*** Opening of Text passage ***
RPA-LA fistula is one of the rare congenital anomalies causing silent cyanosis. There are four types of RPA-LA fistulas described. Type I: RPA branches normally, with an additional fistulous channel connecting RPA and LA. Pulmonary venous return is normal. Type II: The lower lobe branch of the RPA drains directly into the LA, forming an aneurysmal sac in the absence of the right lower pulmonary vein. Type III: All right- and left-sided pulmonary veins drain into the abnormal channel that connects RPA and LA. Type IV: Right-sided pulmonary veins entering the aneurysmal sac of the RPA LA fistula with normal left-sided pulmonary venous drainage to the left atrium (Fig. 3) [2, 3].
*** Close of Text passage ***
*** Opening of Entries supplied ***
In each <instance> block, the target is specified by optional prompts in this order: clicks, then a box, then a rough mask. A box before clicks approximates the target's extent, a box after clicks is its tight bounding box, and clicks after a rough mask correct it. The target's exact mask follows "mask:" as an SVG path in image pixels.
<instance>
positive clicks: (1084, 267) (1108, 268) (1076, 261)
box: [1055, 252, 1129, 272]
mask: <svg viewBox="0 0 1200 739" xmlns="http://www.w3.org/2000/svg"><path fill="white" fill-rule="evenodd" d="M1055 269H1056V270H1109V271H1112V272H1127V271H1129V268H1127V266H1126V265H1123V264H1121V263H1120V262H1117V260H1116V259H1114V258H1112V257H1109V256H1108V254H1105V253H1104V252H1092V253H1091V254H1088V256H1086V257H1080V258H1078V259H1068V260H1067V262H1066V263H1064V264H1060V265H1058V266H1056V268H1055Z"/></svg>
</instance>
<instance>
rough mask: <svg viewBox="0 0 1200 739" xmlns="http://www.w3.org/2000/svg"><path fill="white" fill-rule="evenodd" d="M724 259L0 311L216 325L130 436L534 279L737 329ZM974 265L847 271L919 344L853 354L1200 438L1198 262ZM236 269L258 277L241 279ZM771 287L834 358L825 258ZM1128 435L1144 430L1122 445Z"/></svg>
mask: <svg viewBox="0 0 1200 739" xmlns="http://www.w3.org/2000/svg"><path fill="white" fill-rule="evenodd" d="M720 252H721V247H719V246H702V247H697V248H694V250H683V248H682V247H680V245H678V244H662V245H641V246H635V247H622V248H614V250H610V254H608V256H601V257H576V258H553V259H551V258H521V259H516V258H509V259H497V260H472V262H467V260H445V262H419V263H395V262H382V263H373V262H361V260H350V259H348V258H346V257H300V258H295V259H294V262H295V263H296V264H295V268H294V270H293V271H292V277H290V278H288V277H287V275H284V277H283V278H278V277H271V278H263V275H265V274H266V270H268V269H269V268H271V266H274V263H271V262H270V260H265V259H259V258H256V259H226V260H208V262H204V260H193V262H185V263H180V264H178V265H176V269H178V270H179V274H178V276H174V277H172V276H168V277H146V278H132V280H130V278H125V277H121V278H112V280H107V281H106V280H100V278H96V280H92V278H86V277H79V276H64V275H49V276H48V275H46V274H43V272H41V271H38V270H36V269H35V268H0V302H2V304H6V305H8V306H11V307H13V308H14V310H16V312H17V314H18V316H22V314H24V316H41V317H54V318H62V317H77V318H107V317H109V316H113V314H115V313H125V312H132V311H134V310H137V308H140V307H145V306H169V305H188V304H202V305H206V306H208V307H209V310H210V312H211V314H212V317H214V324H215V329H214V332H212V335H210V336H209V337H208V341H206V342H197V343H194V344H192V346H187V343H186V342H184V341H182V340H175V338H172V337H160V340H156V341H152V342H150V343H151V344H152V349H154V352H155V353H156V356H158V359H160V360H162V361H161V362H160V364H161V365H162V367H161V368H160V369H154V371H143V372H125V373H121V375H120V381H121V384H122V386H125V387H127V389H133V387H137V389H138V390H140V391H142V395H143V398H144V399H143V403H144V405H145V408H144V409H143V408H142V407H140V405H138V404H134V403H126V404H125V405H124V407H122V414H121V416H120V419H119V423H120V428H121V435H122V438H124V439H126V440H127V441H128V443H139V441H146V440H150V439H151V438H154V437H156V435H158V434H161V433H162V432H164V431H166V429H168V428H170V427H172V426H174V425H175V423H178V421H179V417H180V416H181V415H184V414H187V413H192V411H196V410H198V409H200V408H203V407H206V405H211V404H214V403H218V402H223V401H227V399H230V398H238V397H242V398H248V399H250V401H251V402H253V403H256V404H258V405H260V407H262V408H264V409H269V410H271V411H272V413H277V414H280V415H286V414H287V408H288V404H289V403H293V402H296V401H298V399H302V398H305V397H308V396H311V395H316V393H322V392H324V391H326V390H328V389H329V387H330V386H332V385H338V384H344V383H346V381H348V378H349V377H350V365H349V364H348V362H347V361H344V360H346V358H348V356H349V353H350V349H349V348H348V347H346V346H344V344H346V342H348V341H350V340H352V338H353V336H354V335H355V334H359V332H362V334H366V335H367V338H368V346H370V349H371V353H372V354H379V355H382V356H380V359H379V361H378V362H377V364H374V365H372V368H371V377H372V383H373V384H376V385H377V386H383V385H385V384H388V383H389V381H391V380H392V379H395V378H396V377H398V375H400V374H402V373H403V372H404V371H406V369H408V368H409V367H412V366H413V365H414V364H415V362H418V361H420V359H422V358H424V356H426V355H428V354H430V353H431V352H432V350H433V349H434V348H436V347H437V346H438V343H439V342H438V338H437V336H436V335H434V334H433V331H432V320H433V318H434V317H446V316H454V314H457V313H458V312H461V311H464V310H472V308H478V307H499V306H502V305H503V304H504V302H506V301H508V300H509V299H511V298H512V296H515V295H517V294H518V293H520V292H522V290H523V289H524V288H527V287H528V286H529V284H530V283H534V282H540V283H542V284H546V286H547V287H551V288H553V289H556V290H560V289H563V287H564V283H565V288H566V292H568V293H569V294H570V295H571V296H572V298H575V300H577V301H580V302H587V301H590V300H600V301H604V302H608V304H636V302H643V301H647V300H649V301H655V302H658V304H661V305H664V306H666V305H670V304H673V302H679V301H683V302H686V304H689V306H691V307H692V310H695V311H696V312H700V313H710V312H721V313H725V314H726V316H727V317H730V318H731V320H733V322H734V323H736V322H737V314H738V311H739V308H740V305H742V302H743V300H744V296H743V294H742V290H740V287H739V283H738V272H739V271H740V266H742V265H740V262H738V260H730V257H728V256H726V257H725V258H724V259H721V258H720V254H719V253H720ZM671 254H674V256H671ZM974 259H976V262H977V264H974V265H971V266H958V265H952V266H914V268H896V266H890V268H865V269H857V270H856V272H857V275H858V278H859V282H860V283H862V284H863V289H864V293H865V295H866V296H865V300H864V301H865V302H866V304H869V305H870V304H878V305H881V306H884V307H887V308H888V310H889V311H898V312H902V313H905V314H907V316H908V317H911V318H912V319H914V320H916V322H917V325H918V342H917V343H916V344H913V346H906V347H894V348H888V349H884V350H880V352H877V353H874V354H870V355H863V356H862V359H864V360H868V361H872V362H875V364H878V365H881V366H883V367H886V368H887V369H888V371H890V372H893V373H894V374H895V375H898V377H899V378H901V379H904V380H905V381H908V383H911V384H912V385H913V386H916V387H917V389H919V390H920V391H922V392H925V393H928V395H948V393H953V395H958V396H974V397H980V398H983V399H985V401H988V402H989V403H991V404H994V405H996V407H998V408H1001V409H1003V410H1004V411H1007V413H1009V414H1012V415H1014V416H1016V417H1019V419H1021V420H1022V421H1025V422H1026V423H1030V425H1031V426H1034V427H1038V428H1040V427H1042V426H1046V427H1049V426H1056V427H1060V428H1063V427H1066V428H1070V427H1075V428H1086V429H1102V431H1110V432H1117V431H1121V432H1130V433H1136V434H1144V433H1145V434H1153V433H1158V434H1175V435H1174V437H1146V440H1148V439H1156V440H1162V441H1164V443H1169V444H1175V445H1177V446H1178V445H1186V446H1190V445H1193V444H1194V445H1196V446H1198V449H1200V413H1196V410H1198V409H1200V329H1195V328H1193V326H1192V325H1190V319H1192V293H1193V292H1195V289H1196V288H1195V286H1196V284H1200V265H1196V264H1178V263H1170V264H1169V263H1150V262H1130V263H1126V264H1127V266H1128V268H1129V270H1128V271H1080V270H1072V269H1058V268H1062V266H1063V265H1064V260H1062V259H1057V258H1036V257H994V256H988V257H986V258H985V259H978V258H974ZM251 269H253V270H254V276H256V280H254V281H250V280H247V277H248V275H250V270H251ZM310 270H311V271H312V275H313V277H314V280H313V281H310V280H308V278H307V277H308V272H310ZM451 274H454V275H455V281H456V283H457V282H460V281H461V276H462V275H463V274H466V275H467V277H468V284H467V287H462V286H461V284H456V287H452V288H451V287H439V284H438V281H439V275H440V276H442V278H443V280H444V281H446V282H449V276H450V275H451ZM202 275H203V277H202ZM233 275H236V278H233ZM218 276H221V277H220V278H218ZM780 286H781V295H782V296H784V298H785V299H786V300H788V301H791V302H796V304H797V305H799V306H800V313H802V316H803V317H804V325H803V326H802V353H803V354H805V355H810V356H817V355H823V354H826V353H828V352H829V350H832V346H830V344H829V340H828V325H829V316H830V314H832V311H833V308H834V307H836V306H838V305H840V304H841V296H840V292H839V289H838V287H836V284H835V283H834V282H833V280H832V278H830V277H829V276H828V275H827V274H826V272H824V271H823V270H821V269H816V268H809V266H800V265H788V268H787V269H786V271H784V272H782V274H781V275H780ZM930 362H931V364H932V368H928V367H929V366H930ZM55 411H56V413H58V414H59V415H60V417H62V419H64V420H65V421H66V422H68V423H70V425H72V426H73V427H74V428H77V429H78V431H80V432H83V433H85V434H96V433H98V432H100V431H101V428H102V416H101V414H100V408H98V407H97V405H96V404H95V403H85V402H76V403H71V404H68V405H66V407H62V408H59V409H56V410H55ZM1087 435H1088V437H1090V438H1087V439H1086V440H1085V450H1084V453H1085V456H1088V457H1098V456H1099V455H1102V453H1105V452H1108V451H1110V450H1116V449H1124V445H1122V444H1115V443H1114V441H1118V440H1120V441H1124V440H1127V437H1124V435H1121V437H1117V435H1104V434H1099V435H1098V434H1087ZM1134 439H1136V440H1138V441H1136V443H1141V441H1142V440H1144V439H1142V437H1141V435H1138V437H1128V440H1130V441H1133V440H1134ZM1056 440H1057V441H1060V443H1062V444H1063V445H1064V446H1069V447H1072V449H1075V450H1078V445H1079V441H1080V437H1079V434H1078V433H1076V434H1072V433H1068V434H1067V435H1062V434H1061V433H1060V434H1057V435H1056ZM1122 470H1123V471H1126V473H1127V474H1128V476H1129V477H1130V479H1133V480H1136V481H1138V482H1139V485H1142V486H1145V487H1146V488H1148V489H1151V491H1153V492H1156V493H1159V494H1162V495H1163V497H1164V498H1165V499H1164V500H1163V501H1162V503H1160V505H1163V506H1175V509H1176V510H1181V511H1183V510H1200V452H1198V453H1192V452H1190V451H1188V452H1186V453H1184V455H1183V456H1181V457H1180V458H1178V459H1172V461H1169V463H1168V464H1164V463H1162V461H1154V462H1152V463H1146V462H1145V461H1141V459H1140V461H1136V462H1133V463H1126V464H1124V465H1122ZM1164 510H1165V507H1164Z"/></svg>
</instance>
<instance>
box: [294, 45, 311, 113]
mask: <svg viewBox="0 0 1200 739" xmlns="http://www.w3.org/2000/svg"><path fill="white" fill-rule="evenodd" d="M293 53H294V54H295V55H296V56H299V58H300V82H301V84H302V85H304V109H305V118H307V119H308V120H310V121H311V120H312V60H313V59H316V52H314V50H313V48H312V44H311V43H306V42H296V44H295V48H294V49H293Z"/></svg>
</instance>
*** Close of Entries supplied ***
__Work order A__: Decide whether each statement below agrees with the passage on RPA-LA fistula. Answer yes or no for each, and quote the words of the passage that settle it. (i) In Type I, pulmonary venous return is normal. (ii) In Type II, the upper lobe branch of the RPA drains directly into the LA. (iii) In Type IV, left-sided pulmonary venous drainage to the left atrium is normal.
__Work order B__: List every type of RPA-LA fistula that the passage on RPA-LA fistula describes, giving each by its label.
__Work order C__: Reproduce the passage on RPA-LA fistula word for word, from "RPA-LA fistula is" to "(Fig. 3) [2, 3].".

__Written solution A__:
(i) Yes: "Pulmonary venous return is normal."
(ii) No: "The lower lobe branch of the RPA drains directly into the LA"
(iii) Yes: "with normal left-sided pulmonary venous drainage to the left atrium"

__Written solution B__: Type I, Type II, Type III, Type IV

__Written solution C__:
RPA-LA fistula is one of the rare congenital anomalies causing silent cyanosis. There are four types of RPA-LA fistulas described. Type I: RPA branches normally, with an additional fistulous channel connecting RPA and LA. Pulmonary venous return is normal. Type II: The lower lobe branch of the RPA drains directly into the LA, forming an aneurysmal sac in the absence of the right lower pulmonary vein. Type III: All right- and left-sided pulmonary veins drain into the abnormal channel that connects RPA and LA. Type IV: Right-sided pulmonary veins entering the aneurysmal sac of the RPA LA fistula with normal left-sided pulmonary venous drainage to the left atrium (Fig. 3) [2, 3].